## [Aufgabenziel]
Übertragen Sie alles von der Zeile mit „of the chamois“ bis zum Ende der Daten vollständig, und erhöhen Sie dabei jeden Koordinatenwert in den Antworten um 65.

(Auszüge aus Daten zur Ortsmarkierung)

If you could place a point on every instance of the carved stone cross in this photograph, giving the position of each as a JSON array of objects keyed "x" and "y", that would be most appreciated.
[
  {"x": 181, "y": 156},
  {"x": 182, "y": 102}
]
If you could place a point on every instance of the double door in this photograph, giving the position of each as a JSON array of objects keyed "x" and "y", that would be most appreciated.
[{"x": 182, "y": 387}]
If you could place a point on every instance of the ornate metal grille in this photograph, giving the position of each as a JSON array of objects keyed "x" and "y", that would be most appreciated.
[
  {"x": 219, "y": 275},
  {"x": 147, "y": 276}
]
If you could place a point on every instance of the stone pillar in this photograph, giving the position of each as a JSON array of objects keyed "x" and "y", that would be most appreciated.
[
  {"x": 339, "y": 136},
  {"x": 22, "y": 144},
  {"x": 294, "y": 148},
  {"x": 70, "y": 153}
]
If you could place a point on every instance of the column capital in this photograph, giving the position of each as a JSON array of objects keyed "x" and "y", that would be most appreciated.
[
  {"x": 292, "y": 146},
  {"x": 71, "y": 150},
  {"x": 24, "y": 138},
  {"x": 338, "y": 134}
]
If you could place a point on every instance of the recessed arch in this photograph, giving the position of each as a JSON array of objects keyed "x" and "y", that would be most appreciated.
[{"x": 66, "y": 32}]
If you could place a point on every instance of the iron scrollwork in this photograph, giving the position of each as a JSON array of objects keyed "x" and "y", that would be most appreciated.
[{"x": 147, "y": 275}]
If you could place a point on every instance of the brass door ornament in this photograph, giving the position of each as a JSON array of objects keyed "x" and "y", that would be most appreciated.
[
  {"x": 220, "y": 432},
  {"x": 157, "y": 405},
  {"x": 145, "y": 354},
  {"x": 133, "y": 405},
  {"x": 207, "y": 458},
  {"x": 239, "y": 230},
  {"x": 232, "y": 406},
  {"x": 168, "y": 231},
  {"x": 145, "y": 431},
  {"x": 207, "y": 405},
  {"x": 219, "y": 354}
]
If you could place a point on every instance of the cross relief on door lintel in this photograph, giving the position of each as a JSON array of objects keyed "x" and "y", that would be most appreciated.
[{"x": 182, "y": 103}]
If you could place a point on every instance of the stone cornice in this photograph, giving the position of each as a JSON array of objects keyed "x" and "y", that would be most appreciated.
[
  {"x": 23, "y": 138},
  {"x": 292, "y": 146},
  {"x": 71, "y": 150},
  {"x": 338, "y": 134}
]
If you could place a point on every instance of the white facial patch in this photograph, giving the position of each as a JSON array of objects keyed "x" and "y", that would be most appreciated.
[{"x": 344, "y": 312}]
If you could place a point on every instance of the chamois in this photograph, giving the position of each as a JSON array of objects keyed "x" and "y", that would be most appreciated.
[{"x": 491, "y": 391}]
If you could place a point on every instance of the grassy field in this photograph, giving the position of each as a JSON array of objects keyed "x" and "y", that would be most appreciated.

## [Übungslösung]
If you could place a point on every instance of the chamois in this photograph, giving the position of each as a JSON array of objects keyed "x" and "y", that would be most appreciated.
[{"x": 556, "y": 456}]
If you could place a point on every instance of the grassy field in this photograph, giving the position of each as a JSON array of objects keyed "x" and "y", that would be most appreciated.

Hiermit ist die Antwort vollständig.